• TASK INSTRUCTIONS:
- a) Quote the article on arguing abortion with pro-life relatives word for word, beginning at "Ten suggestions on" and stopping after "solidly pro-life beliefs.".
- b) Continue the article on arguing abortion with pro-life relatives from the point where it stops.

• TEXT EXCERPT:
=-=-=
Ten suggestions on how to argue abortion with your pro-life relatives, published by Salon, gives some indication that abortion supporters are having to be much more creative to defend the indefensible. In the article, entitled, “How to argue with your relatives about abortion: A few arguments that don’t work with pro-lifers and some that might,” Shawna Kay Rodenberg gives some interesting insight into the mindset of those who claim to want to sway solidly pro-life beliefs.
Some of Rodenberg’s recommendations are in bold below with pro-life advocate Carole Novielli’s rebuttal…
“Never say that a fetus is not a baby or argue that it is not alive.”
Wait… isn’t that one of the main points abortion advocates make when discussing the legality of abortion? The ‘fetus’ is nearly always dehumanized as a ‘blob of tissue,’ a ‘product of conception/POC,’ a ‘non-sentient’ form of life, or even a ‘parasite’ attached to the unwilling ‘carrier’ (the pregnant woman). And yet, amazingly, Rodenberg tells readers to “concede the human-ness of the fetus:”
=-=-=
Referring expression data
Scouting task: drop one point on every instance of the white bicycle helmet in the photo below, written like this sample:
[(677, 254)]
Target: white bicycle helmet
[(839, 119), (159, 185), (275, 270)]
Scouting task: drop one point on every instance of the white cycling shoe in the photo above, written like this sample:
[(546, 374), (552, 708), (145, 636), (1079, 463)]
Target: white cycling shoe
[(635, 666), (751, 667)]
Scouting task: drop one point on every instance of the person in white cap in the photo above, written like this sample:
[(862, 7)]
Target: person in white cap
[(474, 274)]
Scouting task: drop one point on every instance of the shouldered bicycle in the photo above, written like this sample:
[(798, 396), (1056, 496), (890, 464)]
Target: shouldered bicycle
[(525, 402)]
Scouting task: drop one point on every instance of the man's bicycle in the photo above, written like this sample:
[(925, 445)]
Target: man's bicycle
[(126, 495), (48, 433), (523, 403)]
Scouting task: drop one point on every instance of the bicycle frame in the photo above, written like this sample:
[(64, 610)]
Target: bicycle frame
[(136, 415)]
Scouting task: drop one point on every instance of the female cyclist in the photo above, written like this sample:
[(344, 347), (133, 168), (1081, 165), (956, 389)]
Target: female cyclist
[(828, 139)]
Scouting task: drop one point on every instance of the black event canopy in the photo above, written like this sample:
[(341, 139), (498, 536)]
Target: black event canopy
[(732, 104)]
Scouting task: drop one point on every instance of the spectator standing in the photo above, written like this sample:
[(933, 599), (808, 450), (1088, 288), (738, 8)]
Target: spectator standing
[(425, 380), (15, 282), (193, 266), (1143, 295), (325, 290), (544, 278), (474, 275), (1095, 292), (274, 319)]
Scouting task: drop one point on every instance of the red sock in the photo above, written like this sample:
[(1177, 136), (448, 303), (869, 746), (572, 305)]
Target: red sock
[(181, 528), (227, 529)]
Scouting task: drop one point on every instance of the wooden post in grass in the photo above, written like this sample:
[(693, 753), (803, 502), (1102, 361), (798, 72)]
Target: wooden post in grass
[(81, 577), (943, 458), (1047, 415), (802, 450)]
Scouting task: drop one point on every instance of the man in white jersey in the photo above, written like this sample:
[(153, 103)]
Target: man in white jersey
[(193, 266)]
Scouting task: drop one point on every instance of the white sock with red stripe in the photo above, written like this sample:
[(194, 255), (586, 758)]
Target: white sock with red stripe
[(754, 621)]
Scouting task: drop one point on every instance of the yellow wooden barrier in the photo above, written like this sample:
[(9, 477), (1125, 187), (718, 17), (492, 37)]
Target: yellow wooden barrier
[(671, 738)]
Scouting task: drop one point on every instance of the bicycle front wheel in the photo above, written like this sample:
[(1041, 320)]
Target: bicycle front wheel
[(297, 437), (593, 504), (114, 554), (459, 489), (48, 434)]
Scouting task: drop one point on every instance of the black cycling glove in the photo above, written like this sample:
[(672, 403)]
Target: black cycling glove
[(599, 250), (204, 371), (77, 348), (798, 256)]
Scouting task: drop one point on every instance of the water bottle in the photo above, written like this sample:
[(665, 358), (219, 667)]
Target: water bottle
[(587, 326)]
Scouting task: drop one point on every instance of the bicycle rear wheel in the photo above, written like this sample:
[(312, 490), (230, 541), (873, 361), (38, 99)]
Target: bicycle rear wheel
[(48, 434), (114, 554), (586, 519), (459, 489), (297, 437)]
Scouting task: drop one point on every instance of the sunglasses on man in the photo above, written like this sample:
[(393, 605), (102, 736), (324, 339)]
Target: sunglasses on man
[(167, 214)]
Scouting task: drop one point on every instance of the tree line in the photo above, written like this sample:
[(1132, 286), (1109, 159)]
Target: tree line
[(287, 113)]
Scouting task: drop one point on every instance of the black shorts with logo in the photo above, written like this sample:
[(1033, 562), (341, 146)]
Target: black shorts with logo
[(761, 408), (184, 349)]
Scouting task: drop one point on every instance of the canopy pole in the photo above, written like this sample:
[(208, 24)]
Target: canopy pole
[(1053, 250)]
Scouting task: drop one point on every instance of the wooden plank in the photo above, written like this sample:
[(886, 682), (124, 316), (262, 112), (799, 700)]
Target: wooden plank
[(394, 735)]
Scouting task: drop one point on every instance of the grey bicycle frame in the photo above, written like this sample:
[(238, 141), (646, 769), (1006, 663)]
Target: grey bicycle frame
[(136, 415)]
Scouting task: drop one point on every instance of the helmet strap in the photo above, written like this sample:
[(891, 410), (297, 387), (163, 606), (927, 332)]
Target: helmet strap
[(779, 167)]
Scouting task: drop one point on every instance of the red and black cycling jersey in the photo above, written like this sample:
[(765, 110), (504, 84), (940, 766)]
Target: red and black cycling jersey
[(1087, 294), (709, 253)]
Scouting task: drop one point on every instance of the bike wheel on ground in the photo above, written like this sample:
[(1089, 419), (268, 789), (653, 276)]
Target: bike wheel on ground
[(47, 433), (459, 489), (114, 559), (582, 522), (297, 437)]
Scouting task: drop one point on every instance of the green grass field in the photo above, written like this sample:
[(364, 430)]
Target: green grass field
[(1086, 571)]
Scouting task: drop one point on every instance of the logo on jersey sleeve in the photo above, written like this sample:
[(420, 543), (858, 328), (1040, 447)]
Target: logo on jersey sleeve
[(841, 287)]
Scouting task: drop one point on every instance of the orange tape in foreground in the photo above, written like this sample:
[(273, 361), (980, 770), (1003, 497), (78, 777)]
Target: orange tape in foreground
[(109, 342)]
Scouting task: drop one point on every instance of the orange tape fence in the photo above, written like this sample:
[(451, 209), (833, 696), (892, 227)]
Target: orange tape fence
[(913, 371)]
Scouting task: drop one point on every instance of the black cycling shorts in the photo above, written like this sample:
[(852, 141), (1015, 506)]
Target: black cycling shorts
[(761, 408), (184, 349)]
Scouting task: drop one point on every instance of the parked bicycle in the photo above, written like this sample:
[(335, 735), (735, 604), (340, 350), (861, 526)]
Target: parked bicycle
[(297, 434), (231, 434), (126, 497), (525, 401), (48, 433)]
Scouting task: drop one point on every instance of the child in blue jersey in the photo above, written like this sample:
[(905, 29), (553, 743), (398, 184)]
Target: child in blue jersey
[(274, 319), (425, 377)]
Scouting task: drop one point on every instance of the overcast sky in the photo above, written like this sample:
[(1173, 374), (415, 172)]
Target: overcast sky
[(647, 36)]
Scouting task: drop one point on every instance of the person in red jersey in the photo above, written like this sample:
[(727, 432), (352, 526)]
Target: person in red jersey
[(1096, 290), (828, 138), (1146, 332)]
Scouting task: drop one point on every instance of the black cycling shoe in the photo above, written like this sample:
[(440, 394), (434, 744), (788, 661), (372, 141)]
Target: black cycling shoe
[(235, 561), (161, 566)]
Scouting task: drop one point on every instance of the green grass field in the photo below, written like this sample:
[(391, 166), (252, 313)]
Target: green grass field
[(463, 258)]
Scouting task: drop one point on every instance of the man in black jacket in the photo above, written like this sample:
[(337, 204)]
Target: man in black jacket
=-=-=
• YOUR RESPONSES:
- a)
Ten suggestions on how to argue abortion with your pro-life relatives, published by Salon, gives some indication that abortion supporters are having to be much more creative to defend the indefensible. In the article, entitled, “How to argue with your relatives about abortion: A few arguments that don’t work with pro-lifers and some that might,” Shawna Kay Rodenberg gives some interesting insight into the mindset of those who claim to want to sway solidly pro-life beliefs.

- b)
Pro-life women are disgusted by the “vagina as magic portal”-style pro-choice argument in which some dark magic takes place during birth that transforms a fetus into a person. Even if you maintain that independent breathing marks the beginning of life, many premature infants cannot breathe on their own, but we still call them infants, not fetuses. Concede the human-ness of the fetus.
The reality is that abortion absolutely kills a preborn human in the womb — a truth even the most hardened abortionist is now admitting, as Live Action News has reported. This Salon writer’s instruction to readers suggests that the “my body, my choice” argument is falling apart, thanks to abortion victim imagery, sonograms, 4-D ultrasounds and successful fetal surgery (along with the rise of social media, which has shone a light on the indefensibility of abortion).
“Don’t argue that abortion gives a woman autonomy over her body.”
Whoa… wait a minute! I thought that was the whole argument! Am I confused? Didn’t seven men on the Supreme Court who ruled in favor of Roe v. Wade somehow grant women a ‘right to privacy’ to do what they wanted with their bodies, even if it takes another human life? Apparently, Salon has conceded this argument:
In doing so, you infer that the woman’s body is the only one involved, and whether you believe a fetus should have civil rights or not, we must all admit that it does in fact have a body, a tiny physical manifestation. Denying that it does ensures you will lose the argument.
Silly me… I thought Rodenberg’s Salon article was supposed to be about how to defend the pro-abortion position, not how to concede pro-life arguments!